# [Task details]
Please convert the material below into a Markdown table with the columns "Row" and "Line". Put each non-blank line in its own numbered row.
━━━━━━━━━━━━━━━━━━━━
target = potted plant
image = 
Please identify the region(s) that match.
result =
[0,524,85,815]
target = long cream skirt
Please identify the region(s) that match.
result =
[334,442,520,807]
━━━━━━━━━━━━━━━━━━━━
# [Exercise output]
| Row | Line |
|---|---|
| 1 | target = potted plant |
| 2 | image =  |
| 3 | Please identify the region(s) that match. |
| 4 | result = |
| 5 | [0,524,85,815] |
| 6 | target = long cream skirt |
| 7 | Please identify the region(s) that match. |
| 8 | result = |
| 9 | [334,442,520,807] |